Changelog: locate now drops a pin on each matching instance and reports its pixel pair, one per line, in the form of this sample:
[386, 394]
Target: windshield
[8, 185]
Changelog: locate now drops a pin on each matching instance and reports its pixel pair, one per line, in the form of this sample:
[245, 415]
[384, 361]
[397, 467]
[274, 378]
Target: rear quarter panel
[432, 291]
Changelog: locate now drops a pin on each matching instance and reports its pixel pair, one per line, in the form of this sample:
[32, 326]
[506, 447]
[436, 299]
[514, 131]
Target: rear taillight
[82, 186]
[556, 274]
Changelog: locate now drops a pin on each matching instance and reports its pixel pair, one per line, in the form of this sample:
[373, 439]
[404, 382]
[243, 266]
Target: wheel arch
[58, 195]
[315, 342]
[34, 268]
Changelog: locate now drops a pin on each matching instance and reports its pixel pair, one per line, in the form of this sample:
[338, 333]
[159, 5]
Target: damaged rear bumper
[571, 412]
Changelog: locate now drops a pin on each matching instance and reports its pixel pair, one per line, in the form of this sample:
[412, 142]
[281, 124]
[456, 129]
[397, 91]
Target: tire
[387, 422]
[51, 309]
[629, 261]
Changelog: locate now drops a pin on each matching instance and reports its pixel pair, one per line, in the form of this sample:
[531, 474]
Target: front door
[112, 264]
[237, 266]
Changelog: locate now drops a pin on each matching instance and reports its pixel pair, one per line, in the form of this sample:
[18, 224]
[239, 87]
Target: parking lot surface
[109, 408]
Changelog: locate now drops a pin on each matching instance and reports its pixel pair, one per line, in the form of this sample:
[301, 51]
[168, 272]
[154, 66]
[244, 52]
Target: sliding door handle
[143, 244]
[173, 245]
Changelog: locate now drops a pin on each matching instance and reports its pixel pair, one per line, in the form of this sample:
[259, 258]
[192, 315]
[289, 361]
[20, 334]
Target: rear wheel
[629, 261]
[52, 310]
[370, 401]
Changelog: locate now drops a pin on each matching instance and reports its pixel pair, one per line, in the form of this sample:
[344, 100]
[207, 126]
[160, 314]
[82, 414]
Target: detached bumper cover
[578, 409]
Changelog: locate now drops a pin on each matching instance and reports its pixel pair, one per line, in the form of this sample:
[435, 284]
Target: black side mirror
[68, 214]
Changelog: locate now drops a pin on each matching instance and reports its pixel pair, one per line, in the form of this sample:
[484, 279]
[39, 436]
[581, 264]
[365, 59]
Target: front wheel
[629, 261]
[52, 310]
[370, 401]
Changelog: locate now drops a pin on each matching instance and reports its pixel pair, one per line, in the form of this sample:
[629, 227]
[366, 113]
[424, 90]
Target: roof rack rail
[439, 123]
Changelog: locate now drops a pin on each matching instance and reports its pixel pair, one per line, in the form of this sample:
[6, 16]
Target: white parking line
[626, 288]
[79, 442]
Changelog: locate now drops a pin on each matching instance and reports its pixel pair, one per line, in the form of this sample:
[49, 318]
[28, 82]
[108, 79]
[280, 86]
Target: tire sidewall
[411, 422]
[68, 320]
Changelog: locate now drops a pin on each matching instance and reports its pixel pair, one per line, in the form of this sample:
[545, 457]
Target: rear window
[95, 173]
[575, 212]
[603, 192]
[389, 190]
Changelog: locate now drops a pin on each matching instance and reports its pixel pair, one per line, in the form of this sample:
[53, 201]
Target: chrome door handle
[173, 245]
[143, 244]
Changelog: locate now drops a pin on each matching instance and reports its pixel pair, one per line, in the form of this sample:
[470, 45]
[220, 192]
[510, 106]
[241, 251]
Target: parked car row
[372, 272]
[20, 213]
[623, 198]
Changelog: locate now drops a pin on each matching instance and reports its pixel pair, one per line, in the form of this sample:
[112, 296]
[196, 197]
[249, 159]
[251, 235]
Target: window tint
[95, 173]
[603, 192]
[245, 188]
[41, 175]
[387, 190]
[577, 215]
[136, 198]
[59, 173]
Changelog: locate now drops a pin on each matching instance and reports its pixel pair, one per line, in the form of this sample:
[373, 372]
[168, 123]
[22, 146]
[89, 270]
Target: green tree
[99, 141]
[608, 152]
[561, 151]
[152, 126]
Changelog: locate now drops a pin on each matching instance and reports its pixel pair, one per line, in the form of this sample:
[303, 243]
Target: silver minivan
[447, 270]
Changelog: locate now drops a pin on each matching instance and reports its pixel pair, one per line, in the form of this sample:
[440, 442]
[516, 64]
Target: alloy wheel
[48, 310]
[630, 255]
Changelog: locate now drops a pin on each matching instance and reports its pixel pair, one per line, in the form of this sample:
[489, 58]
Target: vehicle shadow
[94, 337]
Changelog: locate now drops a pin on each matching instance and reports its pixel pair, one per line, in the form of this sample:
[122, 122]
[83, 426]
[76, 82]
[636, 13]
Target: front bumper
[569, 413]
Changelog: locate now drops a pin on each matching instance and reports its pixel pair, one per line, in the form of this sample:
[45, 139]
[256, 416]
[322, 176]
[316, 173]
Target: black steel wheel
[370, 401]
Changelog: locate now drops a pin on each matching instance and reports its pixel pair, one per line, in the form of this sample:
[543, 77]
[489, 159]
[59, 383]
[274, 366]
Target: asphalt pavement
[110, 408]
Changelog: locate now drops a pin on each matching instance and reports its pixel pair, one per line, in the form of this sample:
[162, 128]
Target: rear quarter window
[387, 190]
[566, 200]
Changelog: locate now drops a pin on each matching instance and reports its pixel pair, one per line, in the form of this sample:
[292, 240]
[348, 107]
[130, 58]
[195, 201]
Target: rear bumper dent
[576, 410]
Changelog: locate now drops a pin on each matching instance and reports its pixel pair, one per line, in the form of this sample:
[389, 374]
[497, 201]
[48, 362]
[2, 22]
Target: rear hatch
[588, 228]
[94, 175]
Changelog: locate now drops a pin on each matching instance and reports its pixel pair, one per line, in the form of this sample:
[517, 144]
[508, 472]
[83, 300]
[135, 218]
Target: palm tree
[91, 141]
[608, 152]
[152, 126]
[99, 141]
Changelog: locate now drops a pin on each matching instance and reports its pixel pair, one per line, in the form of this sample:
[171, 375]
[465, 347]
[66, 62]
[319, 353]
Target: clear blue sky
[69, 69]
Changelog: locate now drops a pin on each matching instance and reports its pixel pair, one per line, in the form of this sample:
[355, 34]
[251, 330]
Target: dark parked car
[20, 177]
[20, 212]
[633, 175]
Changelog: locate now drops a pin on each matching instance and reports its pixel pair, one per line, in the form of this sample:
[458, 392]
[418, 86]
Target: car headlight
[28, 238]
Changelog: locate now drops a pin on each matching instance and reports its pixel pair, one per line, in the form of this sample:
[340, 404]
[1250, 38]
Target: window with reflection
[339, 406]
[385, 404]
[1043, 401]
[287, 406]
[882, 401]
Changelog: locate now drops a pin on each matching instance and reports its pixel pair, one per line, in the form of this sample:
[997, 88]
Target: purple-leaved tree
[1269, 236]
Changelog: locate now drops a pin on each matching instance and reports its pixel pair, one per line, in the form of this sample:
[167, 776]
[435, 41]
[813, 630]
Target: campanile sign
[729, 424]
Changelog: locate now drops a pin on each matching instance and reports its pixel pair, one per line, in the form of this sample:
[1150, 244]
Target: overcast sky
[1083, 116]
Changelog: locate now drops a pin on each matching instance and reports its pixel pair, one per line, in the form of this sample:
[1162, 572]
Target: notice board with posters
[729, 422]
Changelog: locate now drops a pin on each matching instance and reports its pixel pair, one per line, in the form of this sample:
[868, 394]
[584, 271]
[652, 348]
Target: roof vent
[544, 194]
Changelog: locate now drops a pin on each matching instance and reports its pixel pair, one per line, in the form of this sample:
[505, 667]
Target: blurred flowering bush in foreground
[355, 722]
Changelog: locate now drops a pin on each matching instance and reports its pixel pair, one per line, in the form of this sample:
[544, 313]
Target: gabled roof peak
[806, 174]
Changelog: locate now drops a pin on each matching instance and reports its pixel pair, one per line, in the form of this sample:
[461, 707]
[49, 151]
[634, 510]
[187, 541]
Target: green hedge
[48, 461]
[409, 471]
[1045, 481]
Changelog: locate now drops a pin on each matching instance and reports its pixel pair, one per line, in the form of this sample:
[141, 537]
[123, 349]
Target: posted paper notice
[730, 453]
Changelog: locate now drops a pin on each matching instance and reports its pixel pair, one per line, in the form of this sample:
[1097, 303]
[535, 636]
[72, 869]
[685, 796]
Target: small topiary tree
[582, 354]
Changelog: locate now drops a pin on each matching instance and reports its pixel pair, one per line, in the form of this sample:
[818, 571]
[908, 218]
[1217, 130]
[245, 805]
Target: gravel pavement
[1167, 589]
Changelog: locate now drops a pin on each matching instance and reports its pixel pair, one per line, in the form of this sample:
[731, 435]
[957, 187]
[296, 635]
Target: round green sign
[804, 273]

.....

* **Problem to solve**:
Copy exactly the line containing "Target: small topiary tree" and every line after it, ending with the last line of the records above.

* **Solution to the problem**:
Target: small topiary tree
[582, 354]
Changelog: locate now drops a pin on each matching instance and reports its pixel pair, one per line, in the form of this sample:
[818, 571]
[908, 218]
[1217, 130]
[245, 805]
Target: gravel pavement
[1167, 589]
Changelog: locate now drops a pin on each matching instance and reports its pixel pair, one per line, in the form of this sample:
[731, 435]
[957, 187]
[296, 635]
Target: round green sign
[804, 273]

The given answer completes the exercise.